■ What to work on
Put the stretch of lines from the start through the line containing "column 582, row 488" into a Markdown table with the columns Row and Line. Number each row and leave out any blank lines.

** start Data to use **

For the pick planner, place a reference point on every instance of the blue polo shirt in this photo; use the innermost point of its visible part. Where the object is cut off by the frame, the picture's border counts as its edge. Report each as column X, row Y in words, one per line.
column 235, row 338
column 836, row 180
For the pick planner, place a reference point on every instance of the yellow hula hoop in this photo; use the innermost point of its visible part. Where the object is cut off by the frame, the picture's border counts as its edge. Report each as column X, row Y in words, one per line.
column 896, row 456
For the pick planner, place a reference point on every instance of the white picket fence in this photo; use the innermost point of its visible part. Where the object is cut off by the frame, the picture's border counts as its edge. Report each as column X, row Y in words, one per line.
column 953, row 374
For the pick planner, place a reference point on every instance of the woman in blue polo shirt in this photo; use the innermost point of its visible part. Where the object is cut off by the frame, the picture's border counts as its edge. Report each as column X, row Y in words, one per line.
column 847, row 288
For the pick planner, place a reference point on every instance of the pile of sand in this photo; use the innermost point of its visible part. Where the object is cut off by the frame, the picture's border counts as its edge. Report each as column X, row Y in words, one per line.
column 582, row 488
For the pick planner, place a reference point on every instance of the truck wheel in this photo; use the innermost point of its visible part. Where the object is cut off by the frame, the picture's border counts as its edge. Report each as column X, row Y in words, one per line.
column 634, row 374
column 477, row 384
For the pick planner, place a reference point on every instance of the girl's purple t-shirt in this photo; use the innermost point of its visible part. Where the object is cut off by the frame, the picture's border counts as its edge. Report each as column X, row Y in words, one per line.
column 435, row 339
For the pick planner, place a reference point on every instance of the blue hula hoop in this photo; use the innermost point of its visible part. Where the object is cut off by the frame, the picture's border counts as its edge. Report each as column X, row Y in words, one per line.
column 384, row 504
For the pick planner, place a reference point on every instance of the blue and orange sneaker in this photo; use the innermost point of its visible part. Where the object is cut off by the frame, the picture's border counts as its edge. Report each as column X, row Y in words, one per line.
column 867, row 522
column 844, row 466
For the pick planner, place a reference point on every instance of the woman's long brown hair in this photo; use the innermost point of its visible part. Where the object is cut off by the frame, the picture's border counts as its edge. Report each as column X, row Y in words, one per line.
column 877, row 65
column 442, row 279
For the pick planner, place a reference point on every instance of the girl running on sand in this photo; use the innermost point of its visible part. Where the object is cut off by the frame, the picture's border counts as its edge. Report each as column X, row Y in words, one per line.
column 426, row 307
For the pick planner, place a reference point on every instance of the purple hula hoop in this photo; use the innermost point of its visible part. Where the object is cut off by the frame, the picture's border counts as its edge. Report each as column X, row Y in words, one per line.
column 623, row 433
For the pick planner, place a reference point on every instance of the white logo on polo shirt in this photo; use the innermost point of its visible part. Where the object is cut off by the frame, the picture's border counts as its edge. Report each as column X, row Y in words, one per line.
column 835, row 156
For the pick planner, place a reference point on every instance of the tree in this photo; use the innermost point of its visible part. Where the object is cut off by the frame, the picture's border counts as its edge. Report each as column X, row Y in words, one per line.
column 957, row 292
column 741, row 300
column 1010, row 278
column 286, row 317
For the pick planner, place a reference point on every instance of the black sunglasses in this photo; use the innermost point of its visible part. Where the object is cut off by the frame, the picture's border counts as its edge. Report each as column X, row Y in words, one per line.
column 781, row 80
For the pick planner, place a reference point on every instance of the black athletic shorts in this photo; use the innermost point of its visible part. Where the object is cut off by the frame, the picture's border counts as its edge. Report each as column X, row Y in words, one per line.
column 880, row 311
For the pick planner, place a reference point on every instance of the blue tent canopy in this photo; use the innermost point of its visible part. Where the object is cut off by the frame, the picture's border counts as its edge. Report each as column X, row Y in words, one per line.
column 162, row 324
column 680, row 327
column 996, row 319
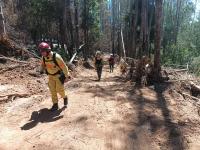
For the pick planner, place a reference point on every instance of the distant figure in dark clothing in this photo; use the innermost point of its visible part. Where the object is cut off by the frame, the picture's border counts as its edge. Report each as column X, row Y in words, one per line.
column 98, row 64
column 111, row 62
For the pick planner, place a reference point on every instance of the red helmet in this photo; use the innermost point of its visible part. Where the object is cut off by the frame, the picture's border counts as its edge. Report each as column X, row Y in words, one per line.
column 44, row 46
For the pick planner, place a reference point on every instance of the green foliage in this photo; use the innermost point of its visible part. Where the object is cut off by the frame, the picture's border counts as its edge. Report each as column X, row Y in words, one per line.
column 187, row 43
column 91, row 20
column 42, row 15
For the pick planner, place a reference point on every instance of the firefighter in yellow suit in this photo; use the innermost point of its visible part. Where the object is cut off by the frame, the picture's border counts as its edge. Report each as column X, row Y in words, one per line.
column 57, row 72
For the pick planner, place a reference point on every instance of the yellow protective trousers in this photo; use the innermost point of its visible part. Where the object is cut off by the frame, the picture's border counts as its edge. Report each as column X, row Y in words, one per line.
column 55, row 87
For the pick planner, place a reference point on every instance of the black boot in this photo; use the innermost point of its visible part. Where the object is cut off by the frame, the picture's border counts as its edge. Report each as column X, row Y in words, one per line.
column 65, row 101
column 54, row 107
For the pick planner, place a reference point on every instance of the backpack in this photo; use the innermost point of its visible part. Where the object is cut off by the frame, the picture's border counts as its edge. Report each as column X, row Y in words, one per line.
column 55, row 62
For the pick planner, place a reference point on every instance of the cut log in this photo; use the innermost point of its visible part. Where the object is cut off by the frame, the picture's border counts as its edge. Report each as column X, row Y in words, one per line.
column 12, row 67
column 13, row 60
column 191, row 97
column 195, row 89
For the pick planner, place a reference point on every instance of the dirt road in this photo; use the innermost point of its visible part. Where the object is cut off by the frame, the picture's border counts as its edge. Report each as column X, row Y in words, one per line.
column 108, row 115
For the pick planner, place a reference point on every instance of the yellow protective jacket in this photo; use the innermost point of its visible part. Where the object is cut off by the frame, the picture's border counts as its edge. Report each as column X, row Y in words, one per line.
column 51, row 67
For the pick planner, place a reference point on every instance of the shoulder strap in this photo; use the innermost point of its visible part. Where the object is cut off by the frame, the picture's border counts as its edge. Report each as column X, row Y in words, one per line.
column 55, row 61
column 44, row 61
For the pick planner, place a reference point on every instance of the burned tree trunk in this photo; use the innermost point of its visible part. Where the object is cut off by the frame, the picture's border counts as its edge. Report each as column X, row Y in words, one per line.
column 158, row 15
column 2, row 24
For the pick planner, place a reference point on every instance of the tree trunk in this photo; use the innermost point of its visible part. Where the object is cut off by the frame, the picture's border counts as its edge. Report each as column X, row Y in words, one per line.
column 113, row 27
column 70, row 28
column 158, row 18
column 2, row 24
column 85, row 28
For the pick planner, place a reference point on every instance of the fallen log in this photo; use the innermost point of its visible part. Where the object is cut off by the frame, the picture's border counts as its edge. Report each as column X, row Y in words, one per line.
column 12, row 67
column 13, row 60
column 192, row 97
column 195, row 89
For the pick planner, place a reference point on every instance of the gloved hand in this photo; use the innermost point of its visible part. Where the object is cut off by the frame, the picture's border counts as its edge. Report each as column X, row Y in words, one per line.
column 68, row 79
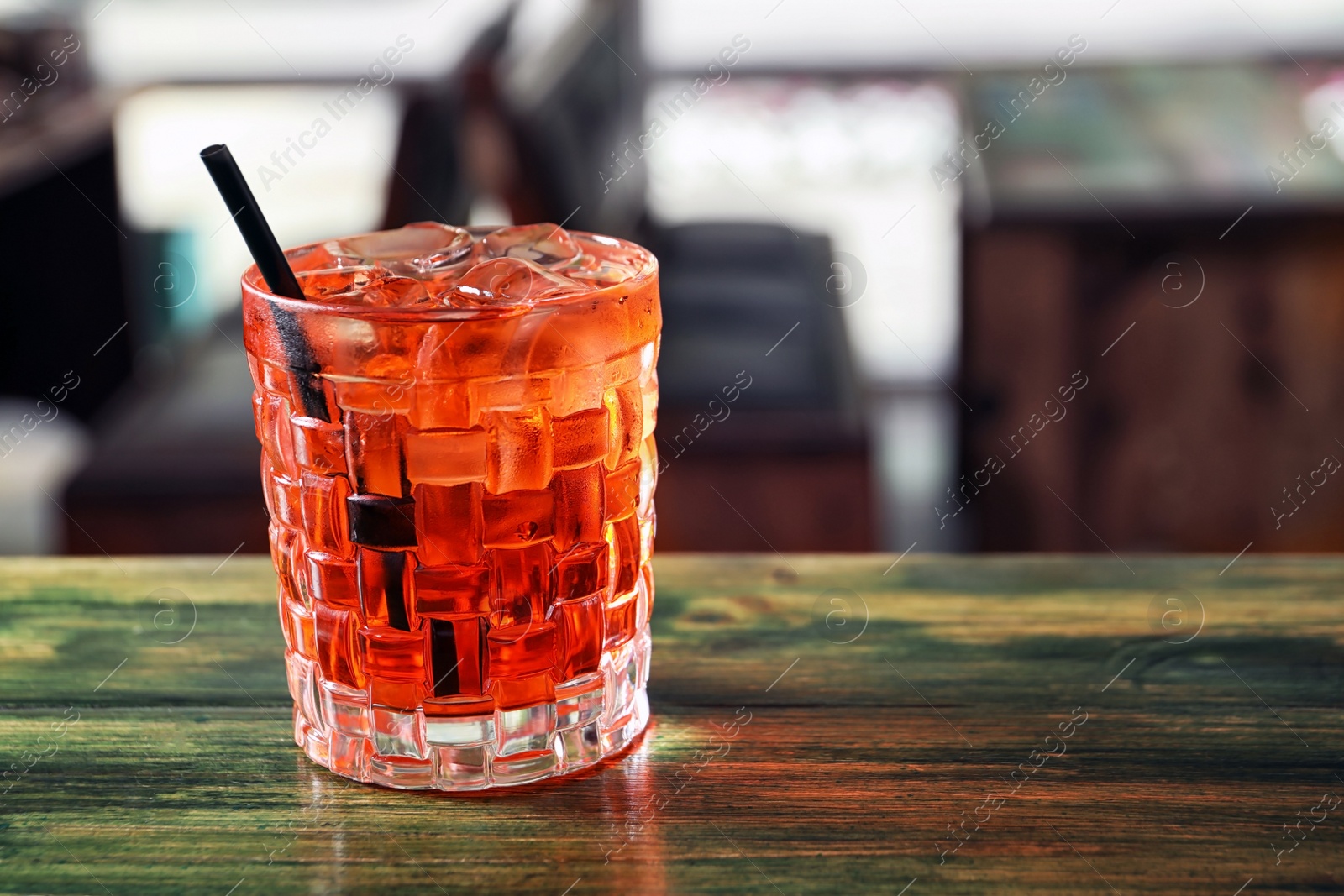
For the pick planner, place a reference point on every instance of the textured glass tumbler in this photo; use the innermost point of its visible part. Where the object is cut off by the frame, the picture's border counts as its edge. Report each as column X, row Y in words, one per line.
column 461, row 519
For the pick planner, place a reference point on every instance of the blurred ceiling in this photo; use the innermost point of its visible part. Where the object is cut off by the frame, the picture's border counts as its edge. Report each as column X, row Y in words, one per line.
column 963, row 35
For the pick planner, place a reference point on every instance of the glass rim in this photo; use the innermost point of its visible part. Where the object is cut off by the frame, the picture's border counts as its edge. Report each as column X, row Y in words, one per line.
column 253, row 284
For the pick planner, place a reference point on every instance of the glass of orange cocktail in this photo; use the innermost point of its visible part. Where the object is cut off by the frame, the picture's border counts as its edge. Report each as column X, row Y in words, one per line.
column 459, row 463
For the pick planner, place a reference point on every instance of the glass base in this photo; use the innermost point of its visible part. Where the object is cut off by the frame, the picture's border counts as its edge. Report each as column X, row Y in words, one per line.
column 593, row 716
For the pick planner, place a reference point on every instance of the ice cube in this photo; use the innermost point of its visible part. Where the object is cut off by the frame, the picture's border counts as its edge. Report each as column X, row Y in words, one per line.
column 548, row 244
column 510, row 281
column 414, row 250
column 367, row 285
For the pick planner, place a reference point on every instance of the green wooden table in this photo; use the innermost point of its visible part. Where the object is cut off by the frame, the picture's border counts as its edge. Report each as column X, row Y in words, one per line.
column 938, row 726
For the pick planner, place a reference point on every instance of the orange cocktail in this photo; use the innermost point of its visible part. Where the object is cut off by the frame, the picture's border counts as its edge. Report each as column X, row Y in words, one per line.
column 459, row 466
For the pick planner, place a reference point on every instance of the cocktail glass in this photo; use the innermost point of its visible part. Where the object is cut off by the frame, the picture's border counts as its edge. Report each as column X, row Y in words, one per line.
column 459, row 464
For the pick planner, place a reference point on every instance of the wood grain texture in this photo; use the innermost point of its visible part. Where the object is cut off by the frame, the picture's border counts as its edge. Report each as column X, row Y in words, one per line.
column 882, row 707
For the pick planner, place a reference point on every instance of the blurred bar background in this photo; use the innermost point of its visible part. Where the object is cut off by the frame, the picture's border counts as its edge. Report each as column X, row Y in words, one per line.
column 936, row 275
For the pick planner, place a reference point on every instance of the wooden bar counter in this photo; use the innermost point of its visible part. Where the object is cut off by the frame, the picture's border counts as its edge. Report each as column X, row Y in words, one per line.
column 822, row 725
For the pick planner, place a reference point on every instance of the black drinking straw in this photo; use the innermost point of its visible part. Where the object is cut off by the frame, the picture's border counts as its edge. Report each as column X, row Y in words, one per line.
column 277, row 273
column 252, row 223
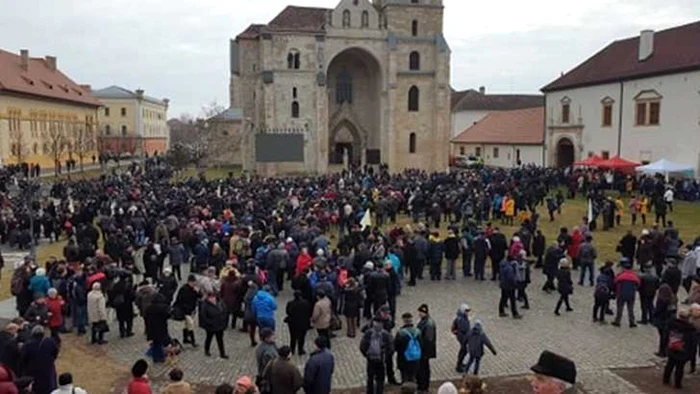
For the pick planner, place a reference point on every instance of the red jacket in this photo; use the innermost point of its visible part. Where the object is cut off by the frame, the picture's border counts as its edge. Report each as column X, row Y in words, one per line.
column 138, row 386
column 55, row 304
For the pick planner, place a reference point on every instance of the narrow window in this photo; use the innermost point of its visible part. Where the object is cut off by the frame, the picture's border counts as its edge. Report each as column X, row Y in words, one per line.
column 565, row 112
column 414, row 61
column 413, row 99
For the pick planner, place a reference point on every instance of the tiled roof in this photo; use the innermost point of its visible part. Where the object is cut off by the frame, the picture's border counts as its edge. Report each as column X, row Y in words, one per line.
column 472, row 100
column 675, row 50
column 522, row 126
column 40, row 80
column 292, row 18
column 116, row 92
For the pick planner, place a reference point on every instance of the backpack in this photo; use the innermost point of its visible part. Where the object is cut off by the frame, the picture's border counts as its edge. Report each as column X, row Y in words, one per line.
column 375, row 351
column 413, row 350
column 676, row 342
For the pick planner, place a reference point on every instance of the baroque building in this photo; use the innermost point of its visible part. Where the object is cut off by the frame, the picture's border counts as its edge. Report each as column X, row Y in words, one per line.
column 366, row 79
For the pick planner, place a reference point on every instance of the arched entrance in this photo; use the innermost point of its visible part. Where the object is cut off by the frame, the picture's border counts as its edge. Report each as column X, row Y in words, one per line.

** end Data to use **

■ Solution to this exercise
| Row | Line |
|---|---|
| 1 | For the pick planner, place a reference point on every instance of the blue polo shirt in this photo; use the innermost point of its visible part. Where the object is cut off by the frame, the picture's border counts as its edge. Report each as column X, row Y in words, one per line. |
| 2 | column 235, row 338 |
| 3 | column 836, row 180 |
| 4 | For the pick planner, place a reference point on every instance of the yellow hula hoop in this photo; use the innermost point of its visible part. Where the object is cut off by the frame, the picture's border counts as its edge. Report each as column X, row Y in words, one per line. |
| 5 | column 896, row 456 |
| 6 | For the pick planner, place a reference point on every instance of the white picket fence in this photo; use the innermost point of its visible part. Where the object is cut off by the frame, the picture's border counts as its edge. Report each as column X, row Y in words, one per line. |
| 7 | column 953, row 374 |
| 8 | For the pick planner, place a reference point on every instance of the woman in blue polo shirt in this photo; use the innermost point of its visible part. Where the object is cut off by the frame, the picture's border counts as its edge. Report each as column X, row Y in words, one per line. |
| 9 | column 847, row 288 |
| 10 | For the pick planner, place a reference point on every instance of the pile of sand in this photo; use the innermost point of its visible part. Where the object is cut off by the frame, the picture's border counts as its edge. Report each as column X, row Y in words, one per line. |
| 11 | column 582, row 488 |